Your objective ::
Please copy out the items from the first line through the line containing "point(490, 691)", both included, reproducing each line character for character.

Given records ::
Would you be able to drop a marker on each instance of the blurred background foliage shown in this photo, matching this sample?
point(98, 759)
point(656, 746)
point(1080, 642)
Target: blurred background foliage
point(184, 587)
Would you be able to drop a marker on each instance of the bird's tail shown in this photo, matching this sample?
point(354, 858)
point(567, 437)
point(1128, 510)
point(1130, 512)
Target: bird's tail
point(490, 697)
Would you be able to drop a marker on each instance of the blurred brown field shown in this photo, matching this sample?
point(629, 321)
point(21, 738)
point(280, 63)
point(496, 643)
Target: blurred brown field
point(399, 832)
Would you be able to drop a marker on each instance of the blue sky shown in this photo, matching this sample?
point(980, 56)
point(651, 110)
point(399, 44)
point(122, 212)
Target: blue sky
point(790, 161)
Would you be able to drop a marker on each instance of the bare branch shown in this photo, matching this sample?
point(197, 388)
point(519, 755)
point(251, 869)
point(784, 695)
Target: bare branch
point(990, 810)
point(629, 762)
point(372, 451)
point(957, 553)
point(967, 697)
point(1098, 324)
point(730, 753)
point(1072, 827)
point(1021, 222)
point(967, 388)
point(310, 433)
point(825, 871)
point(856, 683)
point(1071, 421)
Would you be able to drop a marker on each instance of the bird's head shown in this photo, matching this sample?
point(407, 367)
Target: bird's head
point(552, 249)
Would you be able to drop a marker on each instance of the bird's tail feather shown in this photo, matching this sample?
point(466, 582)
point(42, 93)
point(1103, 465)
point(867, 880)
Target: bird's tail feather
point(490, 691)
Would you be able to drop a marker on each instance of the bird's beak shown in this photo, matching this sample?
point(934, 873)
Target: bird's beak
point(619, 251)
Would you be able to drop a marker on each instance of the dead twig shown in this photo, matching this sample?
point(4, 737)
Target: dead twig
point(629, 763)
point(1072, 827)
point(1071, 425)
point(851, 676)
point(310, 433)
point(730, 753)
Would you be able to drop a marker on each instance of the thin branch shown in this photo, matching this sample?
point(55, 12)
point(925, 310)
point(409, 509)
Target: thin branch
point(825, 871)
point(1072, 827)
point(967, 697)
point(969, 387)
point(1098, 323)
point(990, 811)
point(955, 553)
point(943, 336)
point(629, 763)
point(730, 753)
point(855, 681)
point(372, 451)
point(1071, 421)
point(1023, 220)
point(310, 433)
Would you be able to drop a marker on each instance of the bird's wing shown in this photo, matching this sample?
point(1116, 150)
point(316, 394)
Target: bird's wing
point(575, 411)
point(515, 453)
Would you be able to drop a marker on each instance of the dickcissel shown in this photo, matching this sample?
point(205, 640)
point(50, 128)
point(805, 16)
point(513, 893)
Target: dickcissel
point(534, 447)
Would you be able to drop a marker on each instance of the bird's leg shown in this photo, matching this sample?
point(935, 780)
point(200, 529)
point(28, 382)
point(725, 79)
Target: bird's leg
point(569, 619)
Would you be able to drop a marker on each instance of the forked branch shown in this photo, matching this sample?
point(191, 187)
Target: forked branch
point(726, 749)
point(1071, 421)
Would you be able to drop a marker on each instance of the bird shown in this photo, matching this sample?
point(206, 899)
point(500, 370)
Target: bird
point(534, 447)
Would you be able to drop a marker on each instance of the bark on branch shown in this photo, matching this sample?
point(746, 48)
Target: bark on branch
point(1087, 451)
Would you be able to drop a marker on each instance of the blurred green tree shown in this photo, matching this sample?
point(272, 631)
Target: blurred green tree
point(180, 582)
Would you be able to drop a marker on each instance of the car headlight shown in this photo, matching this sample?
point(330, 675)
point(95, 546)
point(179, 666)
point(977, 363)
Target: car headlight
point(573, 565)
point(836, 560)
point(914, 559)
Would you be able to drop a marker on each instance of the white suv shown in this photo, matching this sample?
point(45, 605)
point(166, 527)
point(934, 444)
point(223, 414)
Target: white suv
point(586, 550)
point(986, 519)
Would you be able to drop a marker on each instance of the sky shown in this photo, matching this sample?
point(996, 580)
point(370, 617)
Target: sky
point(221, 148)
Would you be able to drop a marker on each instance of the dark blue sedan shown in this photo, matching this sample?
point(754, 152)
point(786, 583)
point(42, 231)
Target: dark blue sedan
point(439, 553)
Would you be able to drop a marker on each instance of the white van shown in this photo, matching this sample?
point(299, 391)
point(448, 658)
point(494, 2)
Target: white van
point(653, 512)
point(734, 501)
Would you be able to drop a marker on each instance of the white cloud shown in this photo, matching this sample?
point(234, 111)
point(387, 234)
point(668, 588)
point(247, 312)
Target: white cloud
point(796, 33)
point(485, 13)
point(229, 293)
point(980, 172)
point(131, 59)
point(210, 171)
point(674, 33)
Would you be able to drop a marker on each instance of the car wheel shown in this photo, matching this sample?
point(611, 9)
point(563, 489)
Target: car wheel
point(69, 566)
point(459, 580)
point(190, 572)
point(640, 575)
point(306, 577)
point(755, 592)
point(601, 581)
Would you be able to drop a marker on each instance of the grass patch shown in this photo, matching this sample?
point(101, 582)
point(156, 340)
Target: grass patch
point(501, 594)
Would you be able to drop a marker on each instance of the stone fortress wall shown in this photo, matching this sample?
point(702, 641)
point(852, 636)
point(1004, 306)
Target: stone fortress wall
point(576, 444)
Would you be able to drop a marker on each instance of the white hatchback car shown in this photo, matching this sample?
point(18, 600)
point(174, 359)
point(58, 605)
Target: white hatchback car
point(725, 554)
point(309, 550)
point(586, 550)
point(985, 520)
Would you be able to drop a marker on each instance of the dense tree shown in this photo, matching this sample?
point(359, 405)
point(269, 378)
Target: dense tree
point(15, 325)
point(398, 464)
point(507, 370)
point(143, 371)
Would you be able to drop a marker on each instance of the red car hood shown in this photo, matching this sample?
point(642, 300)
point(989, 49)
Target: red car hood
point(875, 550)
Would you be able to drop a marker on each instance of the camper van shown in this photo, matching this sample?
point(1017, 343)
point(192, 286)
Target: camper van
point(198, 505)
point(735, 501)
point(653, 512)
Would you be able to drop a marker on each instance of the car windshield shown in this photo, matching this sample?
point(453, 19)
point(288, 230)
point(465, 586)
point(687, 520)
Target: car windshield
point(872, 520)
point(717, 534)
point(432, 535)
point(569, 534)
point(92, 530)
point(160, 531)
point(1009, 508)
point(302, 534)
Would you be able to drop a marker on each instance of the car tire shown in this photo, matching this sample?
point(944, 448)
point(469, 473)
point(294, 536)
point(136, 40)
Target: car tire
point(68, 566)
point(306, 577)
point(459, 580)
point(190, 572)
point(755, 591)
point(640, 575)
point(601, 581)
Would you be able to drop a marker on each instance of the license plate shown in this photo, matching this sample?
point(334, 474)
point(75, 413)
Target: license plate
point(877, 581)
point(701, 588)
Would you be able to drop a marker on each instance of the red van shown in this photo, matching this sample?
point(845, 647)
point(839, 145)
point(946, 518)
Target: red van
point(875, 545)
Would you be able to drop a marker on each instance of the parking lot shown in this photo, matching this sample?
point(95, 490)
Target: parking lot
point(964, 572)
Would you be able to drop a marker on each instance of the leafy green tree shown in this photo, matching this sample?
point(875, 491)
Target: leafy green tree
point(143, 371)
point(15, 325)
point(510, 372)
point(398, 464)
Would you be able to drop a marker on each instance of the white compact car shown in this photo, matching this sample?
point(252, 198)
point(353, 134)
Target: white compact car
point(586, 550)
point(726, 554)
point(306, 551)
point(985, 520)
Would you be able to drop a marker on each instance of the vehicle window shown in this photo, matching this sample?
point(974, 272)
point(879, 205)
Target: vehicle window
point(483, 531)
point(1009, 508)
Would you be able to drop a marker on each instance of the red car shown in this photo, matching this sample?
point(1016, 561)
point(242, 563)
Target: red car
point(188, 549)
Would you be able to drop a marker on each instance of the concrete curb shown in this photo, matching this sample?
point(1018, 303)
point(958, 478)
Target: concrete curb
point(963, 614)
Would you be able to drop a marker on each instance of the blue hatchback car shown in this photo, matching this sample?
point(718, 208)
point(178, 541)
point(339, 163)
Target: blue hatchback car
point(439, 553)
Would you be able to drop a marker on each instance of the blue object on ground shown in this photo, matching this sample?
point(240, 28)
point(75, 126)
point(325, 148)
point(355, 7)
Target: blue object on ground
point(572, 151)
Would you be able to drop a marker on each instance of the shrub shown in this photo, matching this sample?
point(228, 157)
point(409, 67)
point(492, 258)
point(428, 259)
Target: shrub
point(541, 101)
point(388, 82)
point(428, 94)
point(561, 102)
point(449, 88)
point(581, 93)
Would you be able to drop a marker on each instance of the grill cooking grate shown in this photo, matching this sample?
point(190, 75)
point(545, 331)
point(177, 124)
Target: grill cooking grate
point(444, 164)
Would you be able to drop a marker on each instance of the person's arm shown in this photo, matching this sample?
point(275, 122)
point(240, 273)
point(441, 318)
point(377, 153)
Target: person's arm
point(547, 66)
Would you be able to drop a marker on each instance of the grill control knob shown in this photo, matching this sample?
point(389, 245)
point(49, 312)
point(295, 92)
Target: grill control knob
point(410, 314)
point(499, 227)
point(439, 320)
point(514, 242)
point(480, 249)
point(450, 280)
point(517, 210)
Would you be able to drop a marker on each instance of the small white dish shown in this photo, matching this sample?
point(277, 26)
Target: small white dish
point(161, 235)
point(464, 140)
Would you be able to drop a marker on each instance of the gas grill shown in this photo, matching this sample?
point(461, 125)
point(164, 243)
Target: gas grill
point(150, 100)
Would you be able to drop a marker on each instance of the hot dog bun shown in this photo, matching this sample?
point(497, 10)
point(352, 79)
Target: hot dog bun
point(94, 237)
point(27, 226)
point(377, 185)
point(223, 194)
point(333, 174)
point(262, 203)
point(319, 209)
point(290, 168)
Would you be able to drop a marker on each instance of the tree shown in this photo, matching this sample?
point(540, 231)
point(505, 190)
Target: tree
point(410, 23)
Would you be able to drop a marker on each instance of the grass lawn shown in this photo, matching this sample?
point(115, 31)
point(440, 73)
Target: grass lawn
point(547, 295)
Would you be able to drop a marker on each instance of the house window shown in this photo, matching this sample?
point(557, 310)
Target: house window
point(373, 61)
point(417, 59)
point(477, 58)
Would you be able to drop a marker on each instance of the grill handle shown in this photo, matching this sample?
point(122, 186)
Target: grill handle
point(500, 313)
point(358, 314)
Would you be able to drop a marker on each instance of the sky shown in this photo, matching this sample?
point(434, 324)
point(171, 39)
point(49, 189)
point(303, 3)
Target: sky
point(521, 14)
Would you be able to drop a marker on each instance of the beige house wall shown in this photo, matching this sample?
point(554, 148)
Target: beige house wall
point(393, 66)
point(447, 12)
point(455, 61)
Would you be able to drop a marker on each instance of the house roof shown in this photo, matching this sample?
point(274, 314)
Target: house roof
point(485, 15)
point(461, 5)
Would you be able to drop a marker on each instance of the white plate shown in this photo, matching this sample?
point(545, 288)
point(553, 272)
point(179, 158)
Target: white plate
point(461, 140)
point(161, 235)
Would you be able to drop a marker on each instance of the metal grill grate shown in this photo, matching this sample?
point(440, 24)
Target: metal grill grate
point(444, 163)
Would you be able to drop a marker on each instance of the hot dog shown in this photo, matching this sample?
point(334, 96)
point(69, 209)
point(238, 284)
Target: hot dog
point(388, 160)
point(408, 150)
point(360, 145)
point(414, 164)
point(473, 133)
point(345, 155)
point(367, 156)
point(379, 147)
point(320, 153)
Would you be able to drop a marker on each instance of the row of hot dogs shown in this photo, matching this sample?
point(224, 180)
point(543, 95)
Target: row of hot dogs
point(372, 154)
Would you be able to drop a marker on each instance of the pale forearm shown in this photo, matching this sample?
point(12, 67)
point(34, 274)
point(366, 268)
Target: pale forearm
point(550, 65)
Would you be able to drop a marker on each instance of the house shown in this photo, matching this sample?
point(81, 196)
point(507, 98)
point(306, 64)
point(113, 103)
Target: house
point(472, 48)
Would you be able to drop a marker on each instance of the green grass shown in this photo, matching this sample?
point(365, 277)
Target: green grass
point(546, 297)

Correct response ::
Would you be able to drop a marker on each instance of the blurred background foliage shown in this photo, matching this sample?
point(98, 759)
point(656, 746)
point(1080, 642)
Target: blurred background foliage
point(184, 587)
Would you be able to drop a marker on each instance of the bird's tail shown in this photo, matching this sample?
point(354, 858)
point(567, 437)
point(1128, 510)
point(1130, 512)
Target: bird's tail
point(490, 697)
Would you be able to drop a marker on each instance of the blurred brown field shown in this photo, matching this sample?
point(629, 321)
point(21, 738)
point(280, 63)
point(496, 643)
Target: blurred brown field
point(399, 832)
Would you be able to drop a marker on each instance of the blue sky shown in this photo, matching this sample?
point(980, 56)
point(651, 110)
point(399, 44)
point(122, 212)
Target: blue sky
point(790, 161)
Would you be able to drop a marker on each instance of the bare branch shown in this photo, matching this sample?
point(197, 388)
point(519, 755)
point(251, 869)
point(784, 695)
Target: bare branch
point(990, 810)
point(629, 762)
point(372, 451)
point(957, 553)
point(967, 697)
point(1098, 324)
point(730, 753)
point(1072, 827)
point(1021, 222)
point(967, 388)
point(310, 433)
point(825, 871)
point(856, 683)
point(1071, 421)
Would you be able to drop a marker on each instance of the bird's head shown in this photo, matching this sample?
point(407, 367)
Target: bird's head
point(552, 249)
Would you be able to drop a marker on each instance of the bird's tail feather shown in this photo, matching this sample?
point(466, 582)
point(42, 93)
point(1103, 465)
point(867, 880)
Target: bird's tail feather
point(490, 691)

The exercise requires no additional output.